____ MATERIAL TO PROCESS
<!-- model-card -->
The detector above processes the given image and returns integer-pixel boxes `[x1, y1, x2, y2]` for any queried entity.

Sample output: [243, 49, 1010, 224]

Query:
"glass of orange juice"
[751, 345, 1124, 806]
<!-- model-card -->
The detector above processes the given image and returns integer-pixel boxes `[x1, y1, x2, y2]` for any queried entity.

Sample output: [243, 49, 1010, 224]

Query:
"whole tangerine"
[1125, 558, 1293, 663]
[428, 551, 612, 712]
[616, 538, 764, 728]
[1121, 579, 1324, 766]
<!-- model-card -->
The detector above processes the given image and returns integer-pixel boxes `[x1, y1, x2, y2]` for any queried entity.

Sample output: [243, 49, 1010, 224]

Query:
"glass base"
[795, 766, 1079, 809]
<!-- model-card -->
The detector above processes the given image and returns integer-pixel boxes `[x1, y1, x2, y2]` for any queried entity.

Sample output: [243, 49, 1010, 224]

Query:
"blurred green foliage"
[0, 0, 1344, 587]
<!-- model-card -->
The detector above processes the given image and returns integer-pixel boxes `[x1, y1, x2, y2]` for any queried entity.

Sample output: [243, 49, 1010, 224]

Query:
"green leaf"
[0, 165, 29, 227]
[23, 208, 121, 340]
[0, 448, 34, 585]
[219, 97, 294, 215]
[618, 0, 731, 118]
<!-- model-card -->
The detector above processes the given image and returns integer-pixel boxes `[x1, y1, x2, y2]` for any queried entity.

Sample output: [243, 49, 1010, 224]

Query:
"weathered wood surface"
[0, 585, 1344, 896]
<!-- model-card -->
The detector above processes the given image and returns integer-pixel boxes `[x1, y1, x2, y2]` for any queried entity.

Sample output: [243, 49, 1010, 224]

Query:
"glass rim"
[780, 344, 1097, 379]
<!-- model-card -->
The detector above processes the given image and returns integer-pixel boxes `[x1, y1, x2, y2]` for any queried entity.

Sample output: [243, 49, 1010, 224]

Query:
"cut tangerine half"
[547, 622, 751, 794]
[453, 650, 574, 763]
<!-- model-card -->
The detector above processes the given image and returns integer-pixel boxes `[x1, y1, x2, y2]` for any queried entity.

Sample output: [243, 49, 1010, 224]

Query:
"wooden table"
________
REQUIREMENT
Return all of the rows above word for word, keeping every line unchanged.

SOLUTION TO THE PROBLEM
<!-- model-card -->
The detector above processes the given image and returns integer-pixel boxes `[x1, y1, x2, y2]` for any queried entity.

Sample output: [243, 49, 1010, 224]

Query:
"glass of orange juice"
[751, 345, 1124, 806]
<!-- model-card -->
The detector above processes the given image and returns integer-pixel boxes `[x1, y1, x2, y2]` for any queried entity.

Sample output: [243, 49, 1010, 224]

Query:
"whole tangerine"
[1125, 558, 1293, 663]
[428, 551, 612, 712]
[616, 538, 764, 728]
[1121, 579, 1324, 766]
<!-- model-card -->
The detector above processes the given image and returns integer-pixel boxes `[x1, y1, x2, y2]` for any queried entity.

Sample output: [243, 49, 1010, 224]

Query:
"glass base"
[795, 766, 1079, 809]
<!-- model-card -->
The detector above processes the given image and returns integer-pixel boxes `[x1, y1, x2, y2]` for any queried entity.

Sample output: [243, 49, 1010, 224]

Query:
"blurred green foliage"
[0, 0, 1344, 587]
<!-- model-card -->
The detector above processes the given image and returns integer-pixel boxes `[x1, y1, x2, y2]` for any queried entity.

Sample output: [243, 49, 1010, 224]

Query:
"green leaf"
[0, 165, 29, 227]
[23, 208, 121, 340]
[0, 448, 34, 585]
[219, 97, 294, 215]
[618, 0, 731, 118]
<!-- model-card -->
The detector above processes the given image and returns integer-pixel boxes `[x1, y1, x2, y2]` for any queried entity.

Sample output: [243, 49, 1010, 224]

Query:
"weathered wood surface"
[0, 585, 1344, 896]
<!-- model-card -->
The detector above processes the given image and returns integer-pixel boxes `[x1, y1, x2, y2]` for any queried entity.

Sample output: [243, 49, 1010, 224]

Query:
"glass rim"
[780, 344, 1097, 379]
<!-- model-card -->
The detector above processes the given image and returns integer-pixel boxes `[x1, y1, x2, y2]` for any queried entity.

Sample output: [243, 49, 1010, 224]

Query:
"cut tangerine half"
[547, 622, 751, 794]
[453, 650, 574, 763]
<!-- model-card -->
The detector above processes the given image and returns integer-pixel boxes `[x1, y1, x2, y2]` for any queried entity.

Sample output: [243, 49, 1010, 224]

Query:
"wooden table"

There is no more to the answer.